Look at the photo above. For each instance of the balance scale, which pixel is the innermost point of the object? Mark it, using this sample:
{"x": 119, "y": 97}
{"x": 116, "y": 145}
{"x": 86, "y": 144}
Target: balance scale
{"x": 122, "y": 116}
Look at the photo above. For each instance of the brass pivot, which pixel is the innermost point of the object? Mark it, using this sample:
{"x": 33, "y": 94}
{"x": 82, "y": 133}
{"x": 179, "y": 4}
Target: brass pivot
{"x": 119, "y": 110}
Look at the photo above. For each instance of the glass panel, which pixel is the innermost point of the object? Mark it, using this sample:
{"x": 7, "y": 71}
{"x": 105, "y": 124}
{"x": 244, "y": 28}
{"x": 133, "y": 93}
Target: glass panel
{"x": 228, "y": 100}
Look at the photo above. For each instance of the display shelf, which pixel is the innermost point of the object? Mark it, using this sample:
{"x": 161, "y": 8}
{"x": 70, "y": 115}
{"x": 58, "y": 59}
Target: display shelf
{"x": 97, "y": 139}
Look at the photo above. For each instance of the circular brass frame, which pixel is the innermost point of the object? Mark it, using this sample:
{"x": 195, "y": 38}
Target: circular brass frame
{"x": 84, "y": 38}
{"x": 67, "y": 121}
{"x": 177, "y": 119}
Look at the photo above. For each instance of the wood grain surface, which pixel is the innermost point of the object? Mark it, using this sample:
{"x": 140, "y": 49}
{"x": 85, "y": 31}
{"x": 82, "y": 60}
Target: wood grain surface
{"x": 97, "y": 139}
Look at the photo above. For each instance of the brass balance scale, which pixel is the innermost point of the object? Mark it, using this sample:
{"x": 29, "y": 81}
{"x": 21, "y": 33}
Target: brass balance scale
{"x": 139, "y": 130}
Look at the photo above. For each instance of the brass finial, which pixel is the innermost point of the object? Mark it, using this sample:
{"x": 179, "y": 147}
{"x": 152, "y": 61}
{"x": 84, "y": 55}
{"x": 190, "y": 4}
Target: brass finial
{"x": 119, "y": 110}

- - - -

## Exercise requirements
Render every line of the records above as a Markdown table with the columns Line Number and Content, numbering the rows in order and omitting blank lines.

## Answer for the task
| Line Number | Content |
|---|---|
| 1 | Look at the photo above. For each instance of the balance scale, which pixel is the innermost point of the object? Mark it, using this sample: |
| 2 | {"x": 119, "y": 97} |
| 3 | {"x": 116, "y": 145} |
| 4 | {"x": 86, "y": 144} |
| 5 | Target: balance scale |
| 6 | {"x": 122, "y": 116} |
| 7 | Look at the photo above. For each instance of the brass pivot, which pixel is the innermost point of the object? Mark it, using this sample: |
| 8 | {"x": 33, "y": 94} |
| 9 | {"x": 82, "y": 133} |
| 10 | {"x": 179, "y": 4} |
| 11 | Target: brass pivot |
| 12 | {"x": 119, "y": 110} |
| 13 | Look at the photo above. For each instance of the glass panel, which pixel is the innermost point of the object? Mark it, using this sample: |
| 14 | {"x": 7, "y": 71} |
| 15 | {"x": 105, "y": 124} |
| 16 | {"x": 244, "y": 28} |
| 17 | {"x": 133, "y": 93} |
| 18 | Target: glass panel |
| 19 | {"x": 228, "y": 100} |
| 20 | Look at the photo above. For each instance of the display shelf, which pixel is the innermost point of the object? Mark it, using this sample: |
| 21 | {"x": 161, "y": 8} |
| 22 | {"x": 70, "y": 115} |
| 23 | {"x": 58, "y": 59} |
| 24 | Target: display shelf |
| 25 | {"x": 97, "y": 139} |
| 26 | Look at the photo above. For each instance of the circular brass frame, which pixel is the innermost point of the object? Mark it, using this sample: |
| 27 | {"x": 195, "y": 38} |
| 28 | Target: circular brass frame |
| 29 | {"x": 84, "y": 38} |
| 30 | {"x": 67, "y": 121} |
| 31 | {"x": 177, "y": 119} |
| 32 | Look at the photo above. For each instance of the wood grain surface, which pixel is the innermost point of the object? Mark it, using this sample: |
| 33 | {"x": 140, "y": 49} |
| 34 | {"x": 85, "y": 31} |
| 35 | {"x": 82, "y": 60} |
| 36 | Target: wood grain surface |
| 37 | {"x": 97, "y": 139} |
| 38 | Look at the photo above. For each instance of the brass balance scale, which pixel is the innermost point of the object? Mark it, using this sample: |
| 39 | {"x": 29, "y": 81} |
| 40 | {"x": 21, "y": 33} |
| 41 | Target: brass balance scale |
| 42 | {"x": 139, "y": 130} |
| 43 | Look at the photo above. For each instance of the brass finial, which pixel is the innermost point of the object? Mark it, using this sample: |
| 44 | {"x": 179, "y": 147} |
| 45 | {"x": 152, "y": 61} |
| 46 | {"x": 84, "y": 55} |
| 47 | {"x": 190, "y": 4} |
| 48 | Target: brass finial |
| 49 | {"x": 119, "y": 110} |